-- begin Extract to read --
If someone believes they have had a post unfairly deleted, they should provide the specifics in an e-mail to Brian ("TUGBrian"). Brian recognizes that we moderators are not perfect, so he is more than willing to listen to such a complaint. Also, partially for that reason, moderators are instructed that when they delete an entire post, they should normally do it a manner that the post can still be seen by Brian and by other moderators/administrators.


----------



## caribbeansun (Nov 5, 2008)

Since so much content has been removed from this thread - would it not be better to delete it entirely as what's left seems rather fragmented.


----------



## tombo (Nov 5, 2008)

Dave M said:


> It may have happened in the past, but I'll wager that if it happens again, the moderator involved would get some harsh treatment from Brian Rogers. The only allowable reason for which a moderator is permitted to edit or delete a post is if that post violates one of the "Posting Rules" outlined in the list accessible from the above blue bar.
> 
> If someone believes they have had a post unfairly deleted, they should provide the specifics in an e-mail to Brian ("TUGBrian"). Brian recognizes that we moderators are not perfect, so he is more than willing to listen to such a complaint. Also, partially for that reason, moderators are instructed that when they delete an entire post, they should normally do it a manner that the post can still be seen by Brian and by other moderators/administrators.



It did happen in the past, but I am not allowed to discuss it or even state that it happened in a post here on TUG. If I do my current post is deleted.

The original post number 8 was posted by Carribeansun and it is now gone with no reference to it ever having existed. In the original post number 8 Carribeansun responded to my explanations with comments about understanding why I felt like I did in their now missing post. No one can read any of that enlightenment anymore or read my explanations which led to the understanding.


----------



## Dave M (Nov 5, 2008)
-- end Extract to read --
-- begin Data excerpts --
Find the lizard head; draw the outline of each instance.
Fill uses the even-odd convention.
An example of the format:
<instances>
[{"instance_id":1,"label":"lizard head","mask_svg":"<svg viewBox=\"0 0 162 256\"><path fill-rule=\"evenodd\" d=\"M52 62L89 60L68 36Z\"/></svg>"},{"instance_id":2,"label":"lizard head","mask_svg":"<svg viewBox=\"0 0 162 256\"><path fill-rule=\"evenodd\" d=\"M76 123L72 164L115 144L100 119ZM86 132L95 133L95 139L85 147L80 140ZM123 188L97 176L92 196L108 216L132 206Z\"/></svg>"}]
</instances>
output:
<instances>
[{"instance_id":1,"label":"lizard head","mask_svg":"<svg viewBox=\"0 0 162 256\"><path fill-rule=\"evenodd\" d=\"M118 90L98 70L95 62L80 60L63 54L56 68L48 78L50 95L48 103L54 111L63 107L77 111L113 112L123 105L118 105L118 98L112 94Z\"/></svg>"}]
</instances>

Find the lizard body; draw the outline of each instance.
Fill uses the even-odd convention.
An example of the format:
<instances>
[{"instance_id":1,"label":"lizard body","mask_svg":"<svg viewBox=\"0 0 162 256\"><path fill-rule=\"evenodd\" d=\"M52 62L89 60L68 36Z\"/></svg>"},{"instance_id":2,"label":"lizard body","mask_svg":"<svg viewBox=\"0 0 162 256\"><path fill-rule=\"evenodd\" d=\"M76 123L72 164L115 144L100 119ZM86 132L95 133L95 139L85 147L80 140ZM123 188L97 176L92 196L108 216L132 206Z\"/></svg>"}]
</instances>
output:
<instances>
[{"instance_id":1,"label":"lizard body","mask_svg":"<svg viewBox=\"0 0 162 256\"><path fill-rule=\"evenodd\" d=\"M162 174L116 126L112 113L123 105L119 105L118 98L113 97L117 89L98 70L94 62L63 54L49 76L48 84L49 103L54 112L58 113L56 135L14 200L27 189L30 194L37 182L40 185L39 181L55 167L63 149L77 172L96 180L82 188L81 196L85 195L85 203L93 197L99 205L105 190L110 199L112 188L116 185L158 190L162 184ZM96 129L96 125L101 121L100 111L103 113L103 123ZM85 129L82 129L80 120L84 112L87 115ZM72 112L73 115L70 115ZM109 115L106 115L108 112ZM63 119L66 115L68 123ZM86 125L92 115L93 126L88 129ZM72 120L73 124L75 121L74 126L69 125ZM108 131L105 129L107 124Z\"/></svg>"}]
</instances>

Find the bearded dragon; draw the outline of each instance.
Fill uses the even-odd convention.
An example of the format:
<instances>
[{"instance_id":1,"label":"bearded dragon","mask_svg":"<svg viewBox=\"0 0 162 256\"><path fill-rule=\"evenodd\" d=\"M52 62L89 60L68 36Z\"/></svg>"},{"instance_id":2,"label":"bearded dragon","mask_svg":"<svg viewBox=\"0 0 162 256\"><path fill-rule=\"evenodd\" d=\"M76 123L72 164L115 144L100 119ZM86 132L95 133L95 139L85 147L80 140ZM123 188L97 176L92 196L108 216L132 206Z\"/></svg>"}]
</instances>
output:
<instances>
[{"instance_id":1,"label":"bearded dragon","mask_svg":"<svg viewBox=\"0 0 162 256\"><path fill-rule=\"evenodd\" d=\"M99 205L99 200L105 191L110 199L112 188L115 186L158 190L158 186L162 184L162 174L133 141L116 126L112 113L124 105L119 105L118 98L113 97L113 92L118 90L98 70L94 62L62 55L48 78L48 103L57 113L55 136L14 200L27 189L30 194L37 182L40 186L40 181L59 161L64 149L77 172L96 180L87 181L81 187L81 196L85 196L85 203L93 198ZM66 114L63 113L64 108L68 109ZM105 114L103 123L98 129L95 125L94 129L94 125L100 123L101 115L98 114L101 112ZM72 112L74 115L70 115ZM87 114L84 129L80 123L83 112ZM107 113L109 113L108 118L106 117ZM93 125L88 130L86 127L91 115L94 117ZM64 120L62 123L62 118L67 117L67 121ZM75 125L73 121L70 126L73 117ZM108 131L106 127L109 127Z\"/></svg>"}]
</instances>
-- end Data excerpts --
### [Goals]
• a. Sum up the forum thread about deleted posts in two sentences.
• b. In the forum thread about deleted posts, what is the only allowable reason for a moderator to edit or delete a post?
• c. Carry the forum thread about deleted posts on from the point where it stops.

### [Task-by-task outputs]
• a. A moderator explains that anyone who believes a post was unfairly deleted should email the specifics to Brian ("TUGBrian"), that moderators may edit or delete a post only if it violates the "Posting Rules," and that they should normally delete posts so Brian and other moderators can still see them. Other participants suggest deleting the fragmented thread entirely and complain that an earlier post in the thread is now gone with no reference to it ever having existed.

• b. The post violates one of the "Posting Rules."

• c.
You are correct. Such a post would be deleted because commenting on or complaining about moderating is a violation of those Posting Rules. If you have a complaint, you should follow the instructions in my earlier post rather than discuss it here. As I stated, no post will be deleted unless it violates the Posting Rules. And no post has been deleted in this thread other than one or more that violate those rules.

Since the only current purpose of this thread seems to be related to moderating, I'm closing it. If someone wants to discuss HCC financing further, please start a new thread.


----------



## TUGBrian (Nov 6, 2008)

If the posting guidelines (that each and every member of TUG had to read and agree to upon registering a name here) are somehow unclear or confusing to anyone, feel free to PM or email me at any time and I will happily discuss them with you to eliminate any confusion.

Admins and moderators dont have any capability to enforce the rules short of editing comments that violate said guidelines, or suspending your posting priviledges.  

I do not know how to make this concept any easier to understand.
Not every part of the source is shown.